- **Text block**
◆ ◆ ◆ ◆ ◆ ◆ ◆
Mapping How Human Brain Organoids Respond to Development Signals
Journal: Nature Methods
Author: Sanchís-Calleja, F., Azbukina, N., Jain, A. et al., Switzerland / Denmark
Researchers conducted comprehensive single-cell screens to understand how neural organoids develop different brain region identities when exposed to morphogens – molecular signals that guide tissue development. Their findings reveal that the timing, concentration, and combination of these signals, along with the specific cell lines and methods used, critically determine which brain cell types emerge, creating a valuable resource for predicting and controlling stem cell differentiation outcomes.
New Coating Technology Helps Titanium Implants Fight Infection While Promoting Bone Growth
Journal: Scientific Reports
Author: Morganti, D., Franco, D., Rizzo, M. et al., Italy
Researchers developed a manganese-doped zinc oxide coating for titanium implants that addresses a major challenge in bone surgery: preventing post-operative infections while supporting bone regeneration. The modified surface reduced bacterial growth by over 80% for Staphylococcus aureus while maintaining biocompatibility and actively promoting bone cell differentiation, offering a promising solution for the two million bone surgeries performed annually worldwide.
◆ ◆ ◆ ◆ ◆ ◆ ◆
- **Apply what you read**
**a.** Reproduce the stretch of the research summaries from "New Coating Technology" through "performed annually worldwide.".
**b.** Write what comes next in the research summaries, picking up after their final sentence.

- **The data**
◆ ◆ ◆ ◆ ◆ ◆ ◆
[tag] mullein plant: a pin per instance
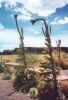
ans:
(22, 57)
(58, 50)
(49, 56)
(23, 81)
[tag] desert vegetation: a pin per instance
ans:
(39, 84)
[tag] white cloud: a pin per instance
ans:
(39, 7)
(24, 17)
(24, 14)
(1, 27)
(60, 21)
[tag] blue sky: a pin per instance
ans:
(54, 12)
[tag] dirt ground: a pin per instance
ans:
(7, 92)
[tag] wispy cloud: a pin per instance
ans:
(36, 32)
(1, 27)
(39, 7)
(60, 21)
(24, 14)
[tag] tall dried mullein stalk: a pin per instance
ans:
(58, 49)
(48, 50)
(22, 58)
(50, 59)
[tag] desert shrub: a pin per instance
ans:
(33, 93)
(63, 62)
(23, 82)
(64, 87)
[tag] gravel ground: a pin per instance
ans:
(6, 88)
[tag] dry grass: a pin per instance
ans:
(9, 58)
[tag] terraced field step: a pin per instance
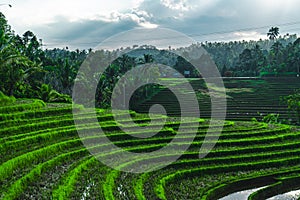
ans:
(42, 154)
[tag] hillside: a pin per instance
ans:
(246, 97)
(42, 156)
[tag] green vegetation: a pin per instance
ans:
(42, 156)
(34, 147)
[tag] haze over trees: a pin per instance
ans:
(28, 71)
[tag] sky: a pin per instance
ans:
(84, 24)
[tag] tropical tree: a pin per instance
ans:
(273, 33)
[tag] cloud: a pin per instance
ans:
(84, 23)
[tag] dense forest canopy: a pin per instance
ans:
(28, 71)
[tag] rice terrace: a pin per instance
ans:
(72, 127)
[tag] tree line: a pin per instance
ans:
(28, 71)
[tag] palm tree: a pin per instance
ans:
(273, 33)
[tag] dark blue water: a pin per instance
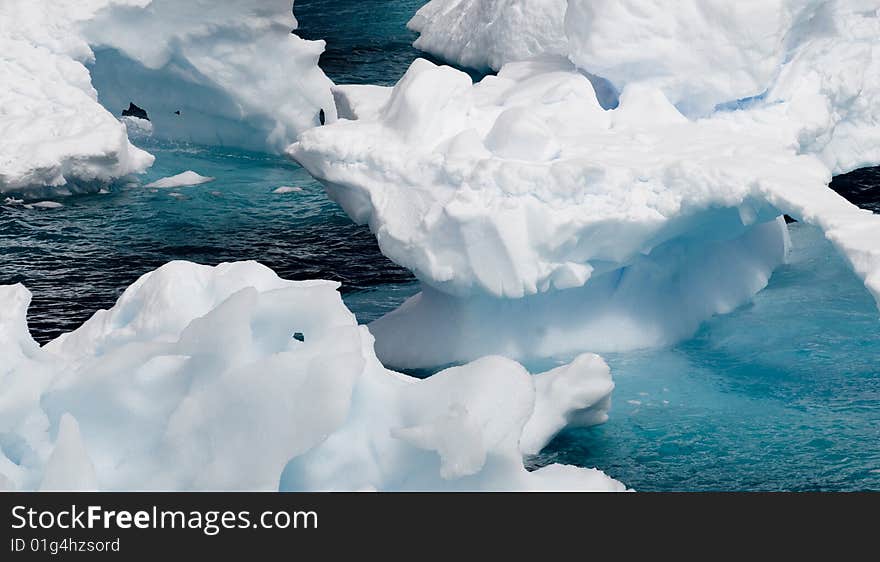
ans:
(779, 395)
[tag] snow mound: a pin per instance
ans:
(486, 34)
(230, 378)
(359, 100)
(286, 189)
(233, 70)
(227, 73)
(820, 57)
(542, 224)
(53, 132)
(182, 179)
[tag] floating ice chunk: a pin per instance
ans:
(573, 395)
(69, 467)
(182, 179)
(53, 132)
(359, 100)
(228, 73)
(194, 381)
(541, 224)
(484, 34)
(286, 189)
(137, 127)
(44, 205)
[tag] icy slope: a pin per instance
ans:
(486, 34)
(542, 225)
(232, 378)
(53, 132)
(818, 54)
(233, 71)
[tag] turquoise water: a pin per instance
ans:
(78, 258)
(781, 394)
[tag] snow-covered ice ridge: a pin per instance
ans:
(542, 223)
(233, 70)
(230, 378)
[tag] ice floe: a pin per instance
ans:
(196, 380)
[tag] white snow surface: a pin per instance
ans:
(822, 57)
(194, 381)
(542, 224)
(182, 179)
(233, 69)
(486, 34)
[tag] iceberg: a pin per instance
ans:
(230, 378)
(542, 224)
(220, 73)
(487, 34)
(183, 179)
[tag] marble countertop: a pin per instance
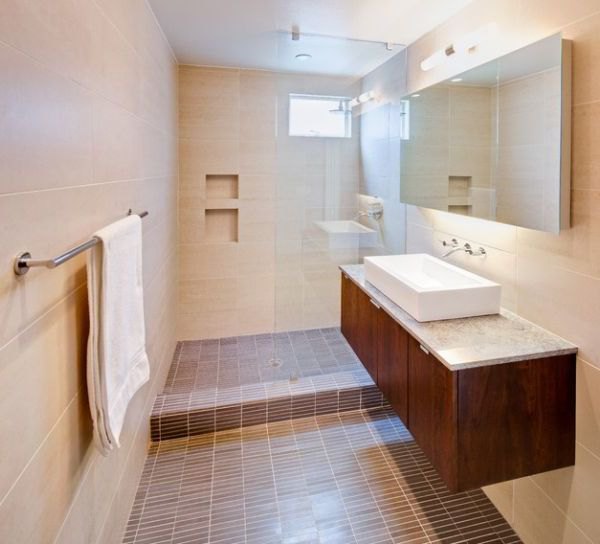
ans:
(472, 341)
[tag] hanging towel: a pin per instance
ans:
(117, 364)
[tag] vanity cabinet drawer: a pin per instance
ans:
(432, 410)
(392, 364)
(359, 324)
(477, 426)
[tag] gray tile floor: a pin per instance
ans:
(227, 383)
(244, 360)
(348, 478)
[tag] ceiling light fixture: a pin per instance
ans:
(466, 44)
(362, 99)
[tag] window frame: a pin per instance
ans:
(319, 97)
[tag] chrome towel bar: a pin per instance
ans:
(24, 261)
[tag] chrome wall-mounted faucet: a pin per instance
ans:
(466, 248)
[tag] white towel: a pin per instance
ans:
(117, 364)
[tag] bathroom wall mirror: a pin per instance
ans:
(494, 142)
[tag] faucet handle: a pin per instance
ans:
(452, 243)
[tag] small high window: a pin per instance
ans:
(320, 116)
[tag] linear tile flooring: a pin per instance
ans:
(215, 385)
(345, 478)
(263, 358)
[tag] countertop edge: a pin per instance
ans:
(382, 300)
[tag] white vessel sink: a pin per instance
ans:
(430, 289)
(347, 234)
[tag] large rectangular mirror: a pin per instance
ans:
(494, 142)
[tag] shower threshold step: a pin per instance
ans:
(288, 376)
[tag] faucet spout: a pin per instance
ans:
(454, 250)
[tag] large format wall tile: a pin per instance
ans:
(89, 130)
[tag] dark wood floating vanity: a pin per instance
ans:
(488, 399)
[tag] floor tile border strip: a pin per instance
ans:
(191, 422)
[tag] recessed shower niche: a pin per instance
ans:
(222, 208)
(222, 186)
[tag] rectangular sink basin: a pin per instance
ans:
(430, 289)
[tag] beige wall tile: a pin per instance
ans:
(57, 34)
(35, 101)
(502, 495)
(588, 406)
(89, 112)
(576, 491)
(538, 519)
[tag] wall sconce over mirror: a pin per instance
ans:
(494, 142)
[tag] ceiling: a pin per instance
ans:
(248, 33)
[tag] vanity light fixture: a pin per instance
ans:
(466, 44)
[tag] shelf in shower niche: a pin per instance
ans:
(222, 204)
(221, 225)
(222, 186)
(459, 186)
(459, 201)
(347, 234)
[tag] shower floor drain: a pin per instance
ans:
(274, 363)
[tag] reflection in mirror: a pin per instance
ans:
(494, 142)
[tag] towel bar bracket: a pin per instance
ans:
(24, 261)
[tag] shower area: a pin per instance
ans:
(285, 174)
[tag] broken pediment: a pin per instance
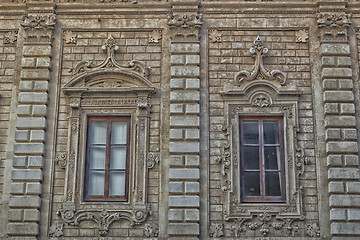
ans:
(109, 76)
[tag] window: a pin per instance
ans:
(107, 159)
(262, 159)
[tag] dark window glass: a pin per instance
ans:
(107, 159)
(262, 161)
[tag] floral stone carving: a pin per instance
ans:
(103, 218)
(259, 71)
(110, 47)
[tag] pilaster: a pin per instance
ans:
(29, 147)
(184, 172)
(340, 123)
◆ ◆ ◆ ◆ ◆ ◆ ◆
- **Answers below**
**a.**
New Coating Technology Helps Titanium Implants Fight Infection While Promoting Bone Growth
Journal: Scientific Reports
Author: Morganti, D., Franco, D., Rizzo, M. et al., Italy
Researchers developed a manganese-doped zinc oxide coating for titanium implants that addresses a major challenge in bone surgery: preventing post-operative infections while supporting bone regeneration. The modified surface reduced bacterial growth by over 80% for Staphylococcus aureus while maintaining biocompatibility and actively promoting bone cell differentiation, offering a promising solution for the two million bone surgeries performed annually worldwide.

**b.**
Patient-Derived Organoids Transform Cancer Immunotherapy Testing and Development
Journal: npj Biomedical Innovations
Author: Kang, X., Cheemalamarri, S.K. & Yin, Q., USA
Researchers review how three-dimensional organoid technology – miniature lab-grown tissues derived from patient tumors – is revolutionizing cancer immunotherapy by providing a more accurate platform to model tumor-immune interactions and predict treatment responses. These self-organizing structures preserve the genetic and structural complexity of native tumors while overcoming limitations of traditional animal models, enabling personalized testing of therapies like checkpoint inhibitors and CAR-T cells before they reach patients.
Novel Three-Target Antibody Awakens Dormant Immune Cells to Attack Resistant Tumors
Journal: Nature Biomedical Engineering
Author: Yang, C., Guo, S., Ye, K. et al., China
Scientists developed a trispecific antibody that simultaneously targets tumor cells, immune-suppressing signals, and T cells to overcome resistance in hard-to-treat cancers like ovarian and colorectal tumors. The engineered molecule redirects abundant but inactive “bystander” T cells already present in tumors, triggering a cascade that reprograms suppressive immune cells into tumor-fighting allies, with machine learning models helping predict which patients will respond best to this approach.